# [ORDEM DE SERVIÇO]
Transcreva na íntegra, sem nenhuma alteração, o trecho sobre crianças mimadas e a criação sem limites.

# [TRECHO FORNECIDO]
++++++++++
Comportamentos problemáticos na infância antes atribuídos a uma criação incompetente ou destrutiva agora são compreendidos como sendo de nascença, determinados pela genética, refletindo diferenças neurológicas. Já não culpamos uma má criação pelo autismo ou pelo Transtorno do Déficit de Atenção com Hiperatividade (TDAH). Entretanto, a palavra "mimado" evoca traços e comportamentos aos quais rapidamente atribuímos a responsabilidade dos pais. Como Roald Dahl escreveu em 1964, em "A fantástica fábrica de chocolate", "uma menina não pode mimar a si mesma, não é?".
Mark Bertin, pediatra especializado em desenvolvimento e comportamento, de Pleasantville, Nova York, ligado à New York Medical School, vê uma ampla gama de crianças com problemas de comportamento, distinguindo as contribuições do sistema neurológico, do temperamento e do estilo da família.
Embora o estilo de educação seja difícil de estudar, ele cita um acervo de pesquisa que, de forma crescente, sugere que a criança se beneficia com estratégias para a formação do autocontrole e da capacidade de recuperação emocional.
"Estamos falando de crianças educadas sem limites. Todos nós queremos que nossos filhos sejam felizes o tempo todo, mas existem capacidades que são aprendidas quando se cresce com limites e a oportunidade de vivenciar a frustração."
++++++++++
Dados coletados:
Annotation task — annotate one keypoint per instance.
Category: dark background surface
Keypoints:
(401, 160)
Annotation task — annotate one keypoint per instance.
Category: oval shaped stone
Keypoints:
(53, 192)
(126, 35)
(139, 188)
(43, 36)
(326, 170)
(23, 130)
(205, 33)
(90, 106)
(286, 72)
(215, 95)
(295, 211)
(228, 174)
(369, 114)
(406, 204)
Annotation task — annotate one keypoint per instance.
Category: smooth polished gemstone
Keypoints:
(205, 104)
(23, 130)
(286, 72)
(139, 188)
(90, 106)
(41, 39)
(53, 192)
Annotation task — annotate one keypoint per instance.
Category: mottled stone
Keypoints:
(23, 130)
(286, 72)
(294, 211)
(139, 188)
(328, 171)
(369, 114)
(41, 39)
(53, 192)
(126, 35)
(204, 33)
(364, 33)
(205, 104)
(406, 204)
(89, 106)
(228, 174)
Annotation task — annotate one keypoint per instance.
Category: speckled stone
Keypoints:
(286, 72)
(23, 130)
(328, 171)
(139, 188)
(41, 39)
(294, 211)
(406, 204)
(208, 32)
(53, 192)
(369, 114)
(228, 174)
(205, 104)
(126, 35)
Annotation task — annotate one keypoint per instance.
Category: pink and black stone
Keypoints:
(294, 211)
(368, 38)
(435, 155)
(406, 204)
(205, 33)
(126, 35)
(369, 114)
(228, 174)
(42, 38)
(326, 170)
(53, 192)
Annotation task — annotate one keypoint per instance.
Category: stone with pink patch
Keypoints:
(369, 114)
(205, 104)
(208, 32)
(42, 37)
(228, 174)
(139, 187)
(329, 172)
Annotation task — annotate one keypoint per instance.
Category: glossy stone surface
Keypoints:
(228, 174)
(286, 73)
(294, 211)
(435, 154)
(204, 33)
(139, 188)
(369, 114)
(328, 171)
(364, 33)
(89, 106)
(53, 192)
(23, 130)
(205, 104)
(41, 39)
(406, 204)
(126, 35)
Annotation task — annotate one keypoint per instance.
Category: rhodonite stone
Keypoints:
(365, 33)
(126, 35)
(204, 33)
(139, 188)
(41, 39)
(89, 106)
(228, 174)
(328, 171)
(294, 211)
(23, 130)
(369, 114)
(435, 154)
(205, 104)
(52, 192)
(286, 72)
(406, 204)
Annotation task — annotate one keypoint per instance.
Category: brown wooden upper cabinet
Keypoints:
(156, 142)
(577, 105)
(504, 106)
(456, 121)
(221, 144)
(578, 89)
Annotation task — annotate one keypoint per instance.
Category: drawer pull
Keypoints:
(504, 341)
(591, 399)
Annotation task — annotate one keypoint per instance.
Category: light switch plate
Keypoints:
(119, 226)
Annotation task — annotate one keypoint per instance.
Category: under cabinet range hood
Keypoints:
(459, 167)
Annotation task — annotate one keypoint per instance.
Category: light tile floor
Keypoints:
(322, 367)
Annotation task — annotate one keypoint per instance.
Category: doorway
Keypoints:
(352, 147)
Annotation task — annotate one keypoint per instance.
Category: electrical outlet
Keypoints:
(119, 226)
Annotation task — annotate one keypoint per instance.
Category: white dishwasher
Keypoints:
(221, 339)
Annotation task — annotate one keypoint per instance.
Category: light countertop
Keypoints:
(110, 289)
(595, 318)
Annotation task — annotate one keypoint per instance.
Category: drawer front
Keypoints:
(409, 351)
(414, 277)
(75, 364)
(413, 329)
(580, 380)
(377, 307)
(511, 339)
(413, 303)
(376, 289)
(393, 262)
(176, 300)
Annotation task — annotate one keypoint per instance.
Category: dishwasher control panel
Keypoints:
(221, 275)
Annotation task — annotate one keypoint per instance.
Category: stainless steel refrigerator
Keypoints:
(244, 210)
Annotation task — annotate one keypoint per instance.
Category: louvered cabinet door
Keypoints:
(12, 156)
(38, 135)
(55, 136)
++++++++++
# [RESPOSTA]
Comportamentos problemáticos na infância antes atribuídos a uma criação incompetente ou destrutiva agora são compreendidos como sendo de nascença, determinados pela genética, refletindo diferenças neurológicas. Já não culpamos uma má criação pelo autismo ou pelo Transtorno do Déficit de Atenção com Hiperatividade (TDAH). Entretanto, a palavra "mimado" evoca traços e comportamentos aos quais rapidamente atribuímos a responsabilidade dos pais. Como Roald Dahl escreveu em 1964, em "A fantástica fábrica de chocolate", "uma menina não pode mimar a si mesma, não é?".
Mark Bertin, pediatra especializado em desenvolvimento e comportamento, de Pleasantville, Nova York, ligado à New York Medical School, vê uma ampla gama de crianças com problemas de comportamento, distinguindo as contribuições do sistema neurológico, do temperamento e do estilo da família.
Embora o estilo de educação seja difícil de estudar, ele cita um acervo de pesquisa que, de forma crescente, sugere que a criança se beneficia com estratégias para a formação do autocontrole e da capacidade de recuperação emocional.
"Estamos falando de crianças educadas sem limites. Todos nós queremos que nossos filhos sejam felizes o tempo todo, mas existem capacidades que são aprendidas quando se cresce com limites e a oportunidade de vivenciar a frustração."